BEGIN SOURCE PASSAGE

As for cake tobacco, there is one Butera brand that is pretty popular called Kingfisher. It comes in a rectangular tin, within the tin is a cake of tobacco sliced into "chewing gum" like sticks. It is somewhat strong, but not quite as strong as other cakes. It is also very easy to pack and light. Might be a good introduction tin...


----------



## caskwith (Apr 10, 2006)

magicsmoke said:


> Yes, CASKWITH, the very same. Amazing that such an excellent product while so popular in the UK is not imported into the USA. My rating is the Flake in tins where it will mature (I think they switched to all pouches some years ago) followed by the Ready Rubbed (suprisingly similar to the Flake) which I suppose could be stored in a humidor.
> 
> The cake used to come in sealed foil (bright green package if I remember corectly) that probably stores well, and though a fussy way to fill the pipe they do provide easy shipment. I wish I had brought a few with me when I came to the USA.

END SOURCE PASSAGE
BEGIN DATA UNDER STUDY

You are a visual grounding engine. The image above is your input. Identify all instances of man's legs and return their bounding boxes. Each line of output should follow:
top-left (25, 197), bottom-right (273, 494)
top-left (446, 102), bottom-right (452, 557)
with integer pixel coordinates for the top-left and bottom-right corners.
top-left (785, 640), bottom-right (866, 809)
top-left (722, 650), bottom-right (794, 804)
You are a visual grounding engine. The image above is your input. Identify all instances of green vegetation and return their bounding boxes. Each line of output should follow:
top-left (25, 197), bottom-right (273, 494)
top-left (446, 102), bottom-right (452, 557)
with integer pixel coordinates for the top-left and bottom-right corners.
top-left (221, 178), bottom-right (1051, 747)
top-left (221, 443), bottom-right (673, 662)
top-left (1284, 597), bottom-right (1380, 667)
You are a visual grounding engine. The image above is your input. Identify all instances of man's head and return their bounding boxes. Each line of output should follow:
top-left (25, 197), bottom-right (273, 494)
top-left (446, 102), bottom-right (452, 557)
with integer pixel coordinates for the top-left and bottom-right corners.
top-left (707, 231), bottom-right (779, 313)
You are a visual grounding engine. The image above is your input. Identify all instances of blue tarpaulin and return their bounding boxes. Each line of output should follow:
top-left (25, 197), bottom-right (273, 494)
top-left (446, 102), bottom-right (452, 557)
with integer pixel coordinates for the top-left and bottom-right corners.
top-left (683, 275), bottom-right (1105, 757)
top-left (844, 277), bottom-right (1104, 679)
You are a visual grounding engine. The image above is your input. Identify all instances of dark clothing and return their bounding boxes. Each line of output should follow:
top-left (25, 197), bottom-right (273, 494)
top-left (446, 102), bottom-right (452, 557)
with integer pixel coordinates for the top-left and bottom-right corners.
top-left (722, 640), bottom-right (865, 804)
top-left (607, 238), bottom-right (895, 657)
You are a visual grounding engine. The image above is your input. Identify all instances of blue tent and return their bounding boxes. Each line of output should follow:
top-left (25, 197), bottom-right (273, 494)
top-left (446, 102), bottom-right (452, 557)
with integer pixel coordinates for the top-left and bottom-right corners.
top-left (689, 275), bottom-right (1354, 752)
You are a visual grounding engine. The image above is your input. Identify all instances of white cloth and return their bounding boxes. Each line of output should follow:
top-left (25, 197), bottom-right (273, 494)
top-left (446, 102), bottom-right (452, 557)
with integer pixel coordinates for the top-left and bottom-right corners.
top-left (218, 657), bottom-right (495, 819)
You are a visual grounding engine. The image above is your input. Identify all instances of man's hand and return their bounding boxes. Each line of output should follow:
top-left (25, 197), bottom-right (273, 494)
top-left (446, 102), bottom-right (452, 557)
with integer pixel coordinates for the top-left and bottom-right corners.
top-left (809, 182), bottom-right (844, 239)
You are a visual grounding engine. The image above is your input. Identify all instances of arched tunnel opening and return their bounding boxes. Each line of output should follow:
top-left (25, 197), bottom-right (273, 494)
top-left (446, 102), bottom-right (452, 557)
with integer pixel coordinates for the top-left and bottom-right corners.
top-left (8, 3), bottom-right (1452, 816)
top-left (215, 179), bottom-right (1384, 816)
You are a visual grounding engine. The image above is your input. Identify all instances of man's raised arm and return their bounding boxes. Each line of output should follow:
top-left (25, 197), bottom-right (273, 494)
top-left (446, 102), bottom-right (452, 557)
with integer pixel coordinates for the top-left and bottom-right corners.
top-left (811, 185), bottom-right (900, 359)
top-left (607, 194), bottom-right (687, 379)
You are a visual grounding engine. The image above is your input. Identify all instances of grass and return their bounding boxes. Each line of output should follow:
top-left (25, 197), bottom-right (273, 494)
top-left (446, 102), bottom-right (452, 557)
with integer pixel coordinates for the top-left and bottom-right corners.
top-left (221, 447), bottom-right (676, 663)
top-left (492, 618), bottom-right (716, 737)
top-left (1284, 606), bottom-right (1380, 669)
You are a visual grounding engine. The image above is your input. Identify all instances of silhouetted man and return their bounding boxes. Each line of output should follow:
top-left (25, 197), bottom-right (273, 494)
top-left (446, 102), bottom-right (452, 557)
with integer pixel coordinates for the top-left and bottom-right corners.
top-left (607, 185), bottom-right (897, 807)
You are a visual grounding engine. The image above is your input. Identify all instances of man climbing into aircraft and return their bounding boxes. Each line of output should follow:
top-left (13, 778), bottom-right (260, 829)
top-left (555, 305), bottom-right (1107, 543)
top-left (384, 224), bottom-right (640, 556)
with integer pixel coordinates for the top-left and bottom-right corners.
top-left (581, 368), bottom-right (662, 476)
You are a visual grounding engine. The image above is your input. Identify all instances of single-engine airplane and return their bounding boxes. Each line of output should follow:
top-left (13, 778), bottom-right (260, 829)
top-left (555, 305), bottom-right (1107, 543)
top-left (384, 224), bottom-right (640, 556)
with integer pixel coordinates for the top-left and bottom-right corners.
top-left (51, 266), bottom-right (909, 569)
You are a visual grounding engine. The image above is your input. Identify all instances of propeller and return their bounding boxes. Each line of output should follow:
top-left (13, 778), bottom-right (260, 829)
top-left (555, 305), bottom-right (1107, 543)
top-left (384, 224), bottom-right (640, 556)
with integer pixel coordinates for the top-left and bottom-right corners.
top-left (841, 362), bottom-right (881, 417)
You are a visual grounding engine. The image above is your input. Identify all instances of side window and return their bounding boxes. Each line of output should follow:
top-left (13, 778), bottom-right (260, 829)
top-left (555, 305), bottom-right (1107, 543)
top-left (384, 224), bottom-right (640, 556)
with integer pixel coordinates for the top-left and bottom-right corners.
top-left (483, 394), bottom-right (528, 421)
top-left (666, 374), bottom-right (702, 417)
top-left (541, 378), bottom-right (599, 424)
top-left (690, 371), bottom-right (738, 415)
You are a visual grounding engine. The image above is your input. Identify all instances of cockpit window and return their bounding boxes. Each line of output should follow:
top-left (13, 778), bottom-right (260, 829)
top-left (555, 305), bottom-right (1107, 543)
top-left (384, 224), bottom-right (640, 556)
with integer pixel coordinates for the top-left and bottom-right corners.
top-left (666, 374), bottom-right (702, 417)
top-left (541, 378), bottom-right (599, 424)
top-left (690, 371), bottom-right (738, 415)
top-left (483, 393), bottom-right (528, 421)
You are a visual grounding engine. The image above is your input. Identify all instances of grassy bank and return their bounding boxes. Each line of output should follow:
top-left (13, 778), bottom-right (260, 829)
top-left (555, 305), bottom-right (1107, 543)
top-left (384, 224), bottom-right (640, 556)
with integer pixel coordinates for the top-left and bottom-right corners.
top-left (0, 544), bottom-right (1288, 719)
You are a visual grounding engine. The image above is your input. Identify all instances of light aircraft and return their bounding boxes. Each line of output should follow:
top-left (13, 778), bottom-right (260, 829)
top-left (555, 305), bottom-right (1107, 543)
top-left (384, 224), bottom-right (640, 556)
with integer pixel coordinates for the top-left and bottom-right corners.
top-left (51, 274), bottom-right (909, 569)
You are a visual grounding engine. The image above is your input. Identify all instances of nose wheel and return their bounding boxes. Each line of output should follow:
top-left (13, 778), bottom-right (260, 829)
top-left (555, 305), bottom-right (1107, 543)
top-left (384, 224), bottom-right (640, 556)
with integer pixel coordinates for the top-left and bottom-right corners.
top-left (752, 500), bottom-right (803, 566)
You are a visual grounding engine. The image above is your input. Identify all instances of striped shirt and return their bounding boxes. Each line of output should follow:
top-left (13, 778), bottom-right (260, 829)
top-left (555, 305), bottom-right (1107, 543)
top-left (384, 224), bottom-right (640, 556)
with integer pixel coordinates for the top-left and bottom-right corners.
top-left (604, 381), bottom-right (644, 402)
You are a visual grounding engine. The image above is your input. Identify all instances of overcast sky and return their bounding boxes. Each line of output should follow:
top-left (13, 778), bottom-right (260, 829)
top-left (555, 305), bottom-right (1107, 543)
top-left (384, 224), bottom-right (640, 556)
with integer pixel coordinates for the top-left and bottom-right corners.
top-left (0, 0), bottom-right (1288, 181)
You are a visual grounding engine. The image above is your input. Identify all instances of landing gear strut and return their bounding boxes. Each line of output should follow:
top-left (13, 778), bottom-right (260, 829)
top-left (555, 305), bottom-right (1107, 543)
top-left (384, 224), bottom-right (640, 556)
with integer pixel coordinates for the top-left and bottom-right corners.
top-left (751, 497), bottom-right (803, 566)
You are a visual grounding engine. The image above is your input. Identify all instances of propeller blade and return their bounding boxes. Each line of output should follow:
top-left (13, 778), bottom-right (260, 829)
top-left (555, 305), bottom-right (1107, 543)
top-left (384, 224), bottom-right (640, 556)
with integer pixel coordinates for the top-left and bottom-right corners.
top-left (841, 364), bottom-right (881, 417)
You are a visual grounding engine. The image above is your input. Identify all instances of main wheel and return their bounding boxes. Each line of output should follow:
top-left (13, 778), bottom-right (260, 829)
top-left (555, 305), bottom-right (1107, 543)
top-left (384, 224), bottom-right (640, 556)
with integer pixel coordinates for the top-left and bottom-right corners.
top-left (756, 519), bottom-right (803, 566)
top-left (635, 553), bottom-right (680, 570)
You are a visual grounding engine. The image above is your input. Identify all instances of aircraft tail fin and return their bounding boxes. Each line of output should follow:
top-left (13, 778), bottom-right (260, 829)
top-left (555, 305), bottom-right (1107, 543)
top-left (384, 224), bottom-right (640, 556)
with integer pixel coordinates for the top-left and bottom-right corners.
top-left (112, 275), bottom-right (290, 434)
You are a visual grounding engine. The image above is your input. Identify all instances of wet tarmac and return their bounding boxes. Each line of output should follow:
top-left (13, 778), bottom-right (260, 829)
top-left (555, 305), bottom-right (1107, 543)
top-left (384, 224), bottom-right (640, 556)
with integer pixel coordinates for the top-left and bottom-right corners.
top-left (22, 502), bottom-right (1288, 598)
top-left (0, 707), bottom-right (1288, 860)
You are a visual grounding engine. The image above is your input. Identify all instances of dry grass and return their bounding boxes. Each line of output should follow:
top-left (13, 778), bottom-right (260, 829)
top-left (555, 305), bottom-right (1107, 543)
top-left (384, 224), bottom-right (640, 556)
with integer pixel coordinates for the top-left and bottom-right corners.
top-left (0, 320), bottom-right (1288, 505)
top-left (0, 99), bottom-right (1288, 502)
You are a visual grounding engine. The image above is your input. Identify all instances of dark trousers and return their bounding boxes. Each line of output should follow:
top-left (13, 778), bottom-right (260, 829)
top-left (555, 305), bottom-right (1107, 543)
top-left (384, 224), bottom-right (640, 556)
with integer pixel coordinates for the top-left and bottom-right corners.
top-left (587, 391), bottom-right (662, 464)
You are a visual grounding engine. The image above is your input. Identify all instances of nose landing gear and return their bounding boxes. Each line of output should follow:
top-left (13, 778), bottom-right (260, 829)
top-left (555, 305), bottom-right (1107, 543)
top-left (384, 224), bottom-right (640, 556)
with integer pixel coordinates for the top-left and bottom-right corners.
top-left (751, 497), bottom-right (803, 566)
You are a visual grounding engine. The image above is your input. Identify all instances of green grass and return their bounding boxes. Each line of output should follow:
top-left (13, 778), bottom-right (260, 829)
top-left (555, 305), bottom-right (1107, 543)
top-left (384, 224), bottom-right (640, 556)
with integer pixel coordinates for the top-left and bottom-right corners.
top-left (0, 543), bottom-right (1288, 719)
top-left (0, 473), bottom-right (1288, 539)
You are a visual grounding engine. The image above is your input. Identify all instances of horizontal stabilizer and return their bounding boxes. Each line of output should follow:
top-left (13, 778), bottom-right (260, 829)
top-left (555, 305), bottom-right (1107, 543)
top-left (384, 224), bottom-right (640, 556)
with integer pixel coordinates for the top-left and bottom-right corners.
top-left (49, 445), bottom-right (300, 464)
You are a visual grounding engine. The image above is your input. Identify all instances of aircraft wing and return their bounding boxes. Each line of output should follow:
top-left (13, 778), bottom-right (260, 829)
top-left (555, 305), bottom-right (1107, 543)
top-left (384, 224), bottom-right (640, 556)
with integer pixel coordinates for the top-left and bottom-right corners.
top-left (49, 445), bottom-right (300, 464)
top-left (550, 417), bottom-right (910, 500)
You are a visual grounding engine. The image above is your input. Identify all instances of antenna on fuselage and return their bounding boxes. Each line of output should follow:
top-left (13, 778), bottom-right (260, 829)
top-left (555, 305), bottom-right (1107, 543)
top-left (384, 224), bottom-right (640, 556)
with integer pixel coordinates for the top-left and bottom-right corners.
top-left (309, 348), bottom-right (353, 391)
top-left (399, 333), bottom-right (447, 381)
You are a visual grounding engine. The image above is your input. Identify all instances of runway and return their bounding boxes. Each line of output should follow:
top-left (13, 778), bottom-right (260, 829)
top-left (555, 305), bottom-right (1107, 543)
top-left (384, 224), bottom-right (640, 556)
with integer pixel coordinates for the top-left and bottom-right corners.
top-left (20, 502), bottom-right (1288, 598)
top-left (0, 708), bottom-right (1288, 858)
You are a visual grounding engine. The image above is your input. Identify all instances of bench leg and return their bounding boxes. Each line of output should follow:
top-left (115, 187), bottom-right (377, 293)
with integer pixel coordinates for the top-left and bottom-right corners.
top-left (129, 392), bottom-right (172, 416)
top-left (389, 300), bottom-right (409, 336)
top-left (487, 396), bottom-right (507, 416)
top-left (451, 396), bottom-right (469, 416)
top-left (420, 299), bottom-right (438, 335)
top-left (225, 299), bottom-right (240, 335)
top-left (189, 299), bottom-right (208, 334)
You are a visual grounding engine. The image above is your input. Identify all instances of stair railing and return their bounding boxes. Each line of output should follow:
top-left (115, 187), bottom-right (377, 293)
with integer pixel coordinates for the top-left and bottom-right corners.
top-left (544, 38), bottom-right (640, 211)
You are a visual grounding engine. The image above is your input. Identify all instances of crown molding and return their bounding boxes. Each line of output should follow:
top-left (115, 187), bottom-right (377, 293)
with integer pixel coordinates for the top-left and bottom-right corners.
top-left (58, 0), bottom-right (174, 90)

END DATA UNDER STUDY

PROBLEMS TO WORK ON.
[a] Do the following statements agree with the tobacco forum excerpt? Answer yes or no for each, and quote the deciding words.
(i) The Kingfisher cake is stronger than other cakes.
(ii) The cake used to come in sealed foil.
(iii) The Ready Rubbed is quite unlike the Flake.
[b] Please write a few sentences that carry on the tobacco forum excerpt after its last sentence.

PER-TASK ANSWERS.
[a]
(i) No: "not quite as strong as other cakes"
(ii) Yes: "The cake used to come in sealed foil"
(iii) No: "suprisingly similar to the Flake"

[b]
> 
> Your kindness knows no bounds, but the price is prohibitive, I think. Even at my local tobacconist in a high tax state, Erinmore is just under $15 per 100g, and is available online at just under $10. Online UKtobacco.com lists Condor 50g at just under £8, so the equivalent price is around $30/100g, or $25 without VAT if buying direct, and then there is the shipping cost to be considered. Low cost tobacco & alcohol is one of the 'benefits' on this side of the Atlantic, but the enormous cost of my emergency quintuple heart bypass surgery was the downside (although I may have died while I waited for free NHS treatment in the UK).


I can understand why you wouldnt want me to get you some, the price is very high. you can now see why i rely on the kindness of fellow pipe smokers on your side of the pond for my pipe tobacco, as otherwise it would be a very expensive hobby. (just like cigars, lol)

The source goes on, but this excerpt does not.